-- Begin --

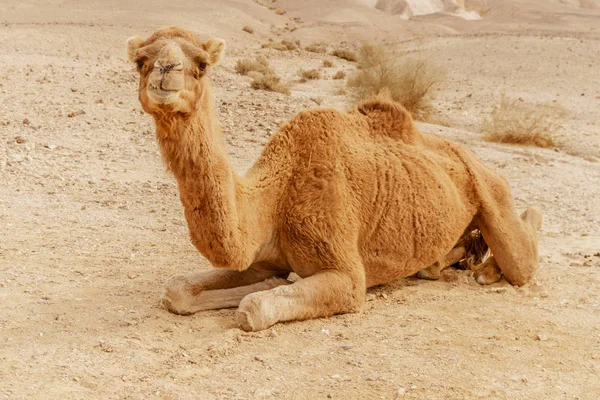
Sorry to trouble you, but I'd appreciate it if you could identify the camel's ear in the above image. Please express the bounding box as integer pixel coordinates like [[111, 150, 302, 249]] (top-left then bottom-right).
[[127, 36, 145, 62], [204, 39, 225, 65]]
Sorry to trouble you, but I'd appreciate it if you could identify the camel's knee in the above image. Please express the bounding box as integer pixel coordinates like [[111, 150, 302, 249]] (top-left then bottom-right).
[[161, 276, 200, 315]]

-- End --
-- Begin --

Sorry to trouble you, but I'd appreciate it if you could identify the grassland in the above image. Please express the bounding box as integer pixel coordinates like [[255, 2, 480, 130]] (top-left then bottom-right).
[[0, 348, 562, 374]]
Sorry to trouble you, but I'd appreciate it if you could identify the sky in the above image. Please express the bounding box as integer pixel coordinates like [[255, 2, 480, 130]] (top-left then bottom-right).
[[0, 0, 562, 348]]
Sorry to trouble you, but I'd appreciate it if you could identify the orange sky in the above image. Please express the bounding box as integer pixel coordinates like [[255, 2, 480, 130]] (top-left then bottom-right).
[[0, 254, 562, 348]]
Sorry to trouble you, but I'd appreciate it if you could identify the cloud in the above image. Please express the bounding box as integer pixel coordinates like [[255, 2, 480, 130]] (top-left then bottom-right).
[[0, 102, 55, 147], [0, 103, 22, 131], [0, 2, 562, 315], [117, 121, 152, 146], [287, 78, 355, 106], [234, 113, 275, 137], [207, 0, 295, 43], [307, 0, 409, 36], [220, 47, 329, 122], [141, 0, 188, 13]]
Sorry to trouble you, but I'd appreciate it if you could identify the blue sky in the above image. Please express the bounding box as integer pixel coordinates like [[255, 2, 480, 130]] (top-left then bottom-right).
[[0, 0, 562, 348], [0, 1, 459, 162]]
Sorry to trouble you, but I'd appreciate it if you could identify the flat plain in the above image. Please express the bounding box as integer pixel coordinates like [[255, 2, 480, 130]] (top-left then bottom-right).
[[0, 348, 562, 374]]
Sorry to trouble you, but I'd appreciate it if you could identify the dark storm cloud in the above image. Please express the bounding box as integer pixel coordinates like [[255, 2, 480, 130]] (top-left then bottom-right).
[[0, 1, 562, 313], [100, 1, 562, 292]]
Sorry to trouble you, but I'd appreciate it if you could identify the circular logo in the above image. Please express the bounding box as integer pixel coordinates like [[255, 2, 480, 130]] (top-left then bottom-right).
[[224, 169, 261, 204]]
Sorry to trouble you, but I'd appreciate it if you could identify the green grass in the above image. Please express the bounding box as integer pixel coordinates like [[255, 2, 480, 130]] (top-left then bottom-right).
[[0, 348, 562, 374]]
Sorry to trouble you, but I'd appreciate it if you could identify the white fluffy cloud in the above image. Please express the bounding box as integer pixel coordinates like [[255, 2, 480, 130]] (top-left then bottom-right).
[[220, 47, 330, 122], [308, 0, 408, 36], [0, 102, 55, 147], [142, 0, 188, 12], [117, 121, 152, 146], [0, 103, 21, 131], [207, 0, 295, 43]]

-- End --
-- Begin --

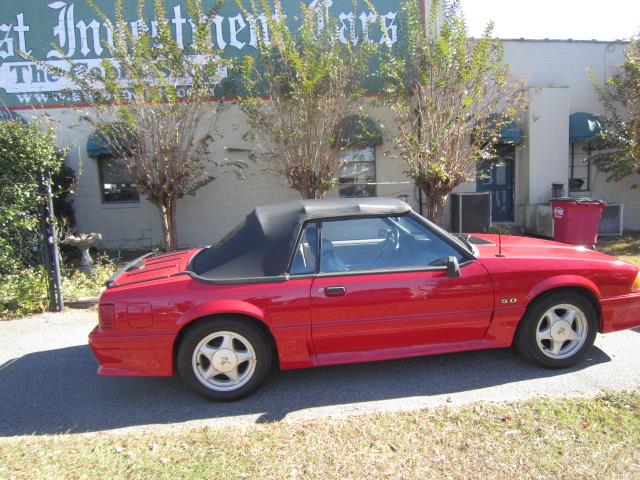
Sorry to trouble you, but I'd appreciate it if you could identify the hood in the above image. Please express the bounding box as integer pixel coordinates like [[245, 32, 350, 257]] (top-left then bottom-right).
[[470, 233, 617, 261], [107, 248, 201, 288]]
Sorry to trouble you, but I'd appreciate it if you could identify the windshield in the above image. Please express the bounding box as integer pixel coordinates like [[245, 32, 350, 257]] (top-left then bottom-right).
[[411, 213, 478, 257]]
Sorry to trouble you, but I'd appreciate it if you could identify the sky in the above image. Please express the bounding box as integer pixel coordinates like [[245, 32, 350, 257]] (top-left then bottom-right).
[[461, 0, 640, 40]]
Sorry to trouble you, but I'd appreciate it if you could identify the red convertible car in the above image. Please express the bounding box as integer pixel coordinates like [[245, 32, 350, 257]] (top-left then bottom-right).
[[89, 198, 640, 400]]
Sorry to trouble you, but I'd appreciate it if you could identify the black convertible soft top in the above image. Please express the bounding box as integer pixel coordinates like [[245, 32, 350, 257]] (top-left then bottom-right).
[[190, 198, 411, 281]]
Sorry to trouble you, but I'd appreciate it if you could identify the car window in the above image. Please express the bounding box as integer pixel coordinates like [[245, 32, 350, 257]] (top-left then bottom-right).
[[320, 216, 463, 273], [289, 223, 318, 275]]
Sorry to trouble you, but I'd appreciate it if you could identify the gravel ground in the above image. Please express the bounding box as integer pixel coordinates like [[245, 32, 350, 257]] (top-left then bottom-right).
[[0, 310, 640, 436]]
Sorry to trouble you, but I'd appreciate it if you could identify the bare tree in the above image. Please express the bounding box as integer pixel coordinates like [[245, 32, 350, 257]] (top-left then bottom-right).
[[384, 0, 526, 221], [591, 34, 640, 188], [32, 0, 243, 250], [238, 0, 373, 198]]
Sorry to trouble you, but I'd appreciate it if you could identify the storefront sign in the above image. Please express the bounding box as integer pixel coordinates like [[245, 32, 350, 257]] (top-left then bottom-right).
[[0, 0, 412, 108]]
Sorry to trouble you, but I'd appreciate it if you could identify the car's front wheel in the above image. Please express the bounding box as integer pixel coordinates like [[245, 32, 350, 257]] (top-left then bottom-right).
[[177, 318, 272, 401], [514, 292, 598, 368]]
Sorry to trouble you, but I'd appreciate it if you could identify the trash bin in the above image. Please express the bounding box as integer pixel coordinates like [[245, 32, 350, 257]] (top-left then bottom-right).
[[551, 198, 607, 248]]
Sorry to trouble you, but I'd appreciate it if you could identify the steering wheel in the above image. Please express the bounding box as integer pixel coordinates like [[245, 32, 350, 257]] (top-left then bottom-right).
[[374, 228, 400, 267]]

-- End --

◆ TASK STATEMENT
Output the records from the line with "identify the hood" to the line with "[[461, 0, 640, 40]]" as a Markdown table with columns Row and Line, leaving out blank lines.

◆ EXERCISE RESULT
| Row | Line |
|---|---|
| 1 | Sorry to trouble you, but I'd appreciate it if you could identify the hood in the above image. Please express the bounding box as integer pixel coordinates like [[245, 32, 350, 257]] (top-left then bottom-right). |
| 2 | [[470, 233, 617, 261], [107, 248, 201, 288]] |
| 3 | Sorry to trouble you, but I'd appreciate it if you could identify the windshield in the above image. Please express the bounding box as integer pixel coordinates like [[245, 32, 350, 257]] (top-left then bottom-right). |
| 4 | [[411, 213, 478, 257]] |
| 5 | Sorry to trouble you, but I'd appreciate it if you could identify the sky in the above image. Please express the bounding box as integer pixel coordinates like [[245, 32, 350, 257]] (top-left then bottom-right). |
| 6 | [[461, 0, 640, 40]] |